## PROBLEM:
Would you return all of this data exactly, leaving nothing out?

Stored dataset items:
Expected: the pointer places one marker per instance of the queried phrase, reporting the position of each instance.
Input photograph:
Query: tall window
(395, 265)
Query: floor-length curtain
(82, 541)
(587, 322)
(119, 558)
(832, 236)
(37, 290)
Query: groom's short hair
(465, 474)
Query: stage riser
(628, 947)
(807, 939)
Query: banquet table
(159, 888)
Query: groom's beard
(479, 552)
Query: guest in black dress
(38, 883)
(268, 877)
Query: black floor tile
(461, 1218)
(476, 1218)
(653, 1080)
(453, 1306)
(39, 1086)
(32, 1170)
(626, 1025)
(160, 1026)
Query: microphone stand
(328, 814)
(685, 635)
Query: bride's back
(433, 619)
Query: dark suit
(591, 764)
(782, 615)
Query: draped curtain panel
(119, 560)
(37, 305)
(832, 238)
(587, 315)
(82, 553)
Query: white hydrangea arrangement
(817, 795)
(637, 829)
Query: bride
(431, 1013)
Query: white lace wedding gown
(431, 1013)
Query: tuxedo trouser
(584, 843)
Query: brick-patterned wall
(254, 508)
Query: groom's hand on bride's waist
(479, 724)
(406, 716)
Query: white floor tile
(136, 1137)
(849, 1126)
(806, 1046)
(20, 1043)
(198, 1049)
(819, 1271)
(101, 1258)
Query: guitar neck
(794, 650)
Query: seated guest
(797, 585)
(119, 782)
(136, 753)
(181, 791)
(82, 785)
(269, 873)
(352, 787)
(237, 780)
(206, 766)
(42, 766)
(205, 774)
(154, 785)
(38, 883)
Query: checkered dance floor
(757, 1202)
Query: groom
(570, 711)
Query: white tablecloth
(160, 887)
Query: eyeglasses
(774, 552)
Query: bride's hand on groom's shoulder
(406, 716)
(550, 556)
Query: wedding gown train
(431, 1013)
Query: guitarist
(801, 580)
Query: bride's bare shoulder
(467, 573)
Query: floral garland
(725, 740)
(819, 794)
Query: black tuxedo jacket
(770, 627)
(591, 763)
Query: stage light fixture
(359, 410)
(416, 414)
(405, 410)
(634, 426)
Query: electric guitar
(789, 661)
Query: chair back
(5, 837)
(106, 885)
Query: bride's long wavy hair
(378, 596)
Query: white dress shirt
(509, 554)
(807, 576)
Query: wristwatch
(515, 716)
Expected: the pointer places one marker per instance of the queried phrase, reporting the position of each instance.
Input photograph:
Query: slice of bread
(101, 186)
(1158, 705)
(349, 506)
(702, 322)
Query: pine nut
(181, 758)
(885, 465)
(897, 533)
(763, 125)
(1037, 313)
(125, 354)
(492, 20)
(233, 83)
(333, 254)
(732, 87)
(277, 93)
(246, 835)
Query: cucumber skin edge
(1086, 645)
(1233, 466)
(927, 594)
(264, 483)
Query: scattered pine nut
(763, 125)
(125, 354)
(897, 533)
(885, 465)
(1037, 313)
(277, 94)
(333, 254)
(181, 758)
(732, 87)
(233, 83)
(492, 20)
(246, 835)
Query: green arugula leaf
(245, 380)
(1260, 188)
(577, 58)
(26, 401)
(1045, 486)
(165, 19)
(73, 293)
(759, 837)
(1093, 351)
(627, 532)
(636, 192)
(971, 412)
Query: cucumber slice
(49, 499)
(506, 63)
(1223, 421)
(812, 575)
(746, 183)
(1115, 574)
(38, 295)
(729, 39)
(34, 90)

## ANSWER TO THIS PROBLEM:
Expected: the pointer places one marker per instance of the queried phrase, reporting the position of each instance.
Input photograph:
Query: tall window
(395, 265)
Query: floor-length curtain
(82, 541)
(587, 322)
(119, 558)
(832, 236)
(37, 290)
Query: groom's short hair
(465, 474)
Query: stage riser
(628, 947)
(807, 939)
Query: banquet table
(159, 888)
Query: groom's beard
(479, 552)
Query: guest in black dress
(38, 883)
(268, 877)
Query: black floor tile
(461, 1218)
(476, 1218)
(653, 1080)
(453, 1306)
(39, 1086)
(32, 1170)
(626, 1025)
(160, 1026)
Query: microphone stand
(328, 814)
(685, 635)
Query: bride's back
(433, 619)
Query: dark suit
(591, 764)
(782, 615)
Query: draped curtain panel
(119, 560)
(37, 305)
(832, 238)
(587, 315)
(82, 553)
Query: white hydrangea arrangement
(817, 795)
(637, 829)
Query: bride
(431, 1013)
Query: white lace wedding gown
(431, 1013)
Query: tuxedo trouser
(584, 843)
Query: brick-patterned wall
(254, 508)
Query: groom's hand on bride's waist
(479, 724)
(406, 716)
Query: white floor tile
(136, 1137)
(849, 1126)
(806, 1046)
(20, 1043)
(198, 1049)
(819, 1271)
(101, 1258)
Query: guitar neck
(794, 650)
Query: seated guest
(797, 585)
(119, 782)
(136, 753)
(181, 791)
(82, 785)
(269, 873)
(352, 787)
(237, 780)
(206, 766)
(42, 766)
(205, 774)
(154, 785)
(38, 883)
Query: checkered dance floor
(757, 1202)
Query: groom
(570, 711)
Query: white tablecloth
(160, 887)
Query: eyeglasses
(774, 552)
Query: bride's hand on groom's shoulder
(406, 716)
(550, 556)
Query: wedding gown train
(431, 1013)
Query: guitarist
(801, 580)
Query: bride's bare shoulder
(467, 573)
Query: floral garland
(725, 740)
(819, 794)
Query: black tuxedo jacket
(770, 627)
(591, 763)
Query: stage light fixture
(359, 410)
(416, 414)
(405, 410)
(634, 426)
Query: electric guitar
(789, 661)
Query: chair back
(5, 837)
(106, 885)
Query: bride's long wavy hair
(378, 596)
Query: white dress shirt
(509, 554)
(807, 576)
Query: wristwatch
(515, 716)
Expected: the pointer places one marker per instance of the queried phrase, reporting the position of each instance.
Input photograph:
Query: slice of bread
(101, 186)
(1158, 705)
(349, 506)
(702, 322)
Query: pine nut
(181, 758)
(885, 465)
(897, 533)
(763, 125)
(1037, 313)
(125, 354)
(492, 20)
(233, 83)
(333, 254)
(732, 87)
(277, 93)
(246, 835)
Query: cucumber skin edge
(1086, 645)
(1233, 466)
(927, 594)
(264, 483)
Query: scattered pine nut
(763, 125)
(125, 354)
(897, 533)
(885, 465)
(1037, 313)
(277, 94)
(333, 254)
(181, 758)
(732, 87)
(233, 83)
(492, 20)
(246, 835)
Query: green arugula leaf
(245, 380)
(1260, 188)
(577, 58)
(26, 401)
(1045, 486)
(165, 19)
(73, 293)
(759, 837)
(1093, 351)
(627, 532)
(636, 192)
(971, 412)
Query: cucumber slice
(49, 499)
(506, 63)
(1223, 421)
(812, 575)
(746, 183)
(1115, 574)
(38, 295)
(729, 39)
(34, 90)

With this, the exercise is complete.